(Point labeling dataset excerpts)
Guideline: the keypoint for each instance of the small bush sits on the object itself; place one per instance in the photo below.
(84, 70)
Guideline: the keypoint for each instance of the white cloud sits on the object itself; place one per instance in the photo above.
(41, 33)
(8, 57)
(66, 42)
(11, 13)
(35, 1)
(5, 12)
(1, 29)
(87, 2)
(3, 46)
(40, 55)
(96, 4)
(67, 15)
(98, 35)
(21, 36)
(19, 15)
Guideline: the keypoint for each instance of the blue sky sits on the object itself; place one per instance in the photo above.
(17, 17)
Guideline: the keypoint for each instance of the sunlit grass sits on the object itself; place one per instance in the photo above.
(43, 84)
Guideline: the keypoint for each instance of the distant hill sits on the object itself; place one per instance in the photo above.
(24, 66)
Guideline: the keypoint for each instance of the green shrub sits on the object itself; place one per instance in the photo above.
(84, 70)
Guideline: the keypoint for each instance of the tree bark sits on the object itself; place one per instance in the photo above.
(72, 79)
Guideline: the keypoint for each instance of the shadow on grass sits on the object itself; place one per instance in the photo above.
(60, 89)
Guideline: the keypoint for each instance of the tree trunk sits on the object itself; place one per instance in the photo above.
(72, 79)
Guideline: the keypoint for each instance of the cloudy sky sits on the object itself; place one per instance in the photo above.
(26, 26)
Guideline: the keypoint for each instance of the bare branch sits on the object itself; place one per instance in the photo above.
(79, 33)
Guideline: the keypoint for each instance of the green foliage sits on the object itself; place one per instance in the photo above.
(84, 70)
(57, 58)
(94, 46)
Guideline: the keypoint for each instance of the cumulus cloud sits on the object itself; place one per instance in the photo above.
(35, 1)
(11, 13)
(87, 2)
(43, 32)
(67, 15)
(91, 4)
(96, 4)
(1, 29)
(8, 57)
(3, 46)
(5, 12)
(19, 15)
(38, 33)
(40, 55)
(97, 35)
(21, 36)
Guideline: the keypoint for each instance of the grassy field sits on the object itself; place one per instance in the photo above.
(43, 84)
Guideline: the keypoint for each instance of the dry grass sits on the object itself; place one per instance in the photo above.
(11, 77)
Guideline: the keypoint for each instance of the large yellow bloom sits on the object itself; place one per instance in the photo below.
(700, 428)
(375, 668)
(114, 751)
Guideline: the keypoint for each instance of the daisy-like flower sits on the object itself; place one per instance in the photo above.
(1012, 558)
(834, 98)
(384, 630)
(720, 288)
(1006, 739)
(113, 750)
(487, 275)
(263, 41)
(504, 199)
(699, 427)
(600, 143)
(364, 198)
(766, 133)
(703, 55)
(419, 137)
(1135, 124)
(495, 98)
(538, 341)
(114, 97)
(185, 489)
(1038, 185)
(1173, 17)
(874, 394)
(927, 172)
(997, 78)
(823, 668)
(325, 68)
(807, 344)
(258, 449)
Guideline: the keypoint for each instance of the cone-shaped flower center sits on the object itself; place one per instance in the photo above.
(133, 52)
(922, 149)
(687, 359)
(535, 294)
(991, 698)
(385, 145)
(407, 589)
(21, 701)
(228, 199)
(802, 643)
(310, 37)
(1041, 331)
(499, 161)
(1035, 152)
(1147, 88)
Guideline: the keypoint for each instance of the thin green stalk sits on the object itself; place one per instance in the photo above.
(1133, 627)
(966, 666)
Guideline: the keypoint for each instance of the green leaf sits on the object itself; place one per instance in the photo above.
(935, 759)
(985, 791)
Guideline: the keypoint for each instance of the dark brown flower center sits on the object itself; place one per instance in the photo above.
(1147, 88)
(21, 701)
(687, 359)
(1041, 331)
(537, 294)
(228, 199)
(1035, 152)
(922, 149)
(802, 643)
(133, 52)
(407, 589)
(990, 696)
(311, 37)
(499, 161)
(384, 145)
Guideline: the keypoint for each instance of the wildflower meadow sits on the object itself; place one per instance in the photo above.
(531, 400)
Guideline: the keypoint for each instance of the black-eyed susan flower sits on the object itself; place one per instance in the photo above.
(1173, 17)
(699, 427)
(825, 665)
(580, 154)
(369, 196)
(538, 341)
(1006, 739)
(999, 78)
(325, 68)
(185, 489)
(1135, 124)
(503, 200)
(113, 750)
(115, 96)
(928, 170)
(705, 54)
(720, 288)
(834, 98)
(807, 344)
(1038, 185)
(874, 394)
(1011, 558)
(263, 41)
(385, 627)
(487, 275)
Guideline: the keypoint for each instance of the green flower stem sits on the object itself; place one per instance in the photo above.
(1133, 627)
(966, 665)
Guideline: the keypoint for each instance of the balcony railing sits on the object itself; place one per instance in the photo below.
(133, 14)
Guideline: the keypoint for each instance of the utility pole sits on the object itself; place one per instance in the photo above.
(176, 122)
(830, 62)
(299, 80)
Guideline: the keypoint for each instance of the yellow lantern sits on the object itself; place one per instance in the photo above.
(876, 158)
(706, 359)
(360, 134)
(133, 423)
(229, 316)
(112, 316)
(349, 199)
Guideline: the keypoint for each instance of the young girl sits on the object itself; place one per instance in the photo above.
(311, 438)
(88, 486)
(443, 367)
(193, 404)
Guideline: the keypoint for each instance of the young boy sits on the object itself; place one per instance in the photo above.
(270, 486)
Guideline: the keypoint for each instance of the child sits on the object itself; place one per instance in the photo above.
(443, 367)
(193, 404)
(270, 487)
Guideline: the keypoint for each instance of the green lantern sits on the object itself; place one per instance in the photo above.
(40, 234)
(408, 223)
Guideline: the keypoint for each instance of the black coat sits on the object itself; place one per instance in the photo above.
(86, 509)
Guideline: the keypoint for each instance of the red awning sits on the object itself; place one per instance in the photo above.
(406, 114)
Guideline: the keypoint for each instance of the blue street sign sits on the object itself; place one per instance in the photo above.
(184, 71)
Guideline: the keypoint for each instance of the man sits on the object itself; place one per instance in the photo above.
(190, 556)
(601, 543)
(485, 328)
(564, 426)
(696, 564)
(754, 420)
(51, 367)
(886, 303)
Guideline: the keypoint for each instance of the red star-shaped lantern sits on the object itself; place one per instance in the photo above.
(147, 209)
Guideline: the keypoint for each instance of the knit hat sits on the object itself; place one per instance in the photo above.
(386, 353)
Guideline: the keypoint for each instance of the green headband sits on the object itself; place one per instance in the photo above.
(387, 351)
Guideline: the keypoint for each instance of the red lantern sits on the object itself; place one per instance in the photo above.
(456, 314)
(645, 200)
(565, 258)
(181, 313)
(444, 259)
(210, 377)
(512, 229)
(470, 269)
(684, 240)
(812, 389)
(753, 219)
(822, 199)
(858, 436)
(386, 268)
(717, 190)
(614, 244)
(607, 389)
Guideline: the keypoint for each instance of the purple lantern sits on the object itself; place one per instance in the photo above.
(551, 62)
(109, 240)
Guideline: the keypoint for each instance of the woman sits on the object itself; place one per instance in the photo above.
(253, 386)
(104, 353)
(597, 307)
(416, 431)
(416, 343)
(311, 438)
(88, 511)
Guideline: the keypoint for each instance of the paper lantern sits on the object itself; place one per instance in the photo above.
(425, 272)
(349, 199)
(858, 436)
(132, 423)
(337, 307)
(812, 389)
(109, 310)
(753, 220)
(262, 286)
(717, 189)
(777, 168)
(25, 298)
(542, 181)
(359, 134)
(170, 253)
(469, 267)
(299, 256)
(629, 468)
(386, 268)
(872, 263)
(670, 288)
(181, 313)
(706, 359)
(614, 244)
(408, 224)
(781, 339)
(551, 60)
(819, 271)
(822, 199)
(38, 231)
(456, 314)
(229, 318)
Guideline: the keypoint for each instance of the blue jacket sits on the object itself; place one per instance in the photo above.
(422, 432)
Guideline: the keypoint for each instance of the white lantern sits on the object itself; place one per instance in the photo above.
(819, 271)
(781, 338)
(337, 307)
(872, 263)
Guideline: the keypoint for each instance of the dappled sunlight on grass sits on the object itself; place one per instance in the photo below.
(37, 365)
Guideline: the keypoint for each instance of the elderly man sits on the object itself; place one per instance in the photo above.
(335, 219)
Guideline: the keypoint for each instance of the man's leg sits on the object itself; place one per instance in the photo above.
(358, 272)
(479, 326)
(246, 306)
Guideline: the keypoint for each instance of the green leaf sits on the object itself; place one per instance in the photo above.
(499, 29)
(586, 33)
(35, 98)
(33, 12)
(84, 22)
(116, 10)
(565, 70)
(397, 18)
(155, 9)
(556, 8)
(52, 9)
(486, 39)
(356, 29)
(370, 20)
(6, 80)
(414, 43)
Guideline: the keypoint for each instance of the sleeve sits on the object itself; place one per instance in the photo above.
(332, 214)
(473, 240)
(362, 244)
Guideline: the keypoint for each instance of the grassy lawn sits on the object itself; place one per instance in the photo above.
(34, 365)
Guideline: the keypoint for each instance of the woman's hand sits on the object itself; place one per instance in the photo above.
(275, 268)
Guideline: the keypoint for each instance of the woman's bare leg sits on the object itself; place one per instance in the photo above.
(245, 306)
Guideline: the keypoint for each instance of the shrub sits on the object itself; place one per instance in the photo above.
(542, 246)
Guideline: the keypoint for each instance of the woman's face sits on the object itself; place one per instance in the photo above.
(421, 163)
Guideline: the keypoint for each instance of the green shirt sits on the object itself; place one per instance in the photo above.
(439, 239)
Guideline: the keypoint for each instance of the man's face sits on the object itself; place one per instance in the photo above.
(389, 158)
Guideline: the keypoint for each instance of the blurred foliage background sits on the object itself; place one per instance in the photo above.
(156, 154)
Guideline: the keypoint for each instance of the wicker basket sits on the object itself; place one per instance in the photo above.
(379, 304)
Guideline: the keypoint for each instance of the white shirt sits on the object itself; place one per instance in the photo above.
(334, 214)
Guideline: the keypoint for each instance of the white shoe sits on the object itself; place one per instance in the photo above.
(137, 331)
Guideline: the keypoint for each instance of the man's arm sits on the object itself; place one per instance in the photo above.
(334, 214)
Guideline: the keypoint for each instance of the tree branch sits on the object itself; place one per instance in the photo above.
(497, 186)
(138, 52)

* WHAT THE EXERCISE ASKS:
Only the lines from the one that contains "Guideline: the keypoint for each instance of the blurred" to the end of the entries above should be given again, exactly and in full.

* ANSWER:
Guideline: the keypoint for each instance of the blurred foliage background sits on the object itself; place one per instance in the photo above.
(156, 154)
Guideline: the keypoint for each instance of the wicker basket sits on the object itself; place one per instance in the photo above.
(379, 304)
Guideline: the keypoint for each instance of the white shirt sits on the object itself; place one per instance in the photo above.
(334, 214)
Guideline: the keypoint for each instance of the white shoe sits on the object itself; place one per instance in the photo above.
(137, 331)
Guideline: the keypoint for each instance of the man's arm sits on the object itself; place one per instance in the photo above.
(334, 214)
Guideline: the keypoint for each instance of the tree branch sits on the object itself; place one per instance in the photo above.
(497, 186)
(138, 52)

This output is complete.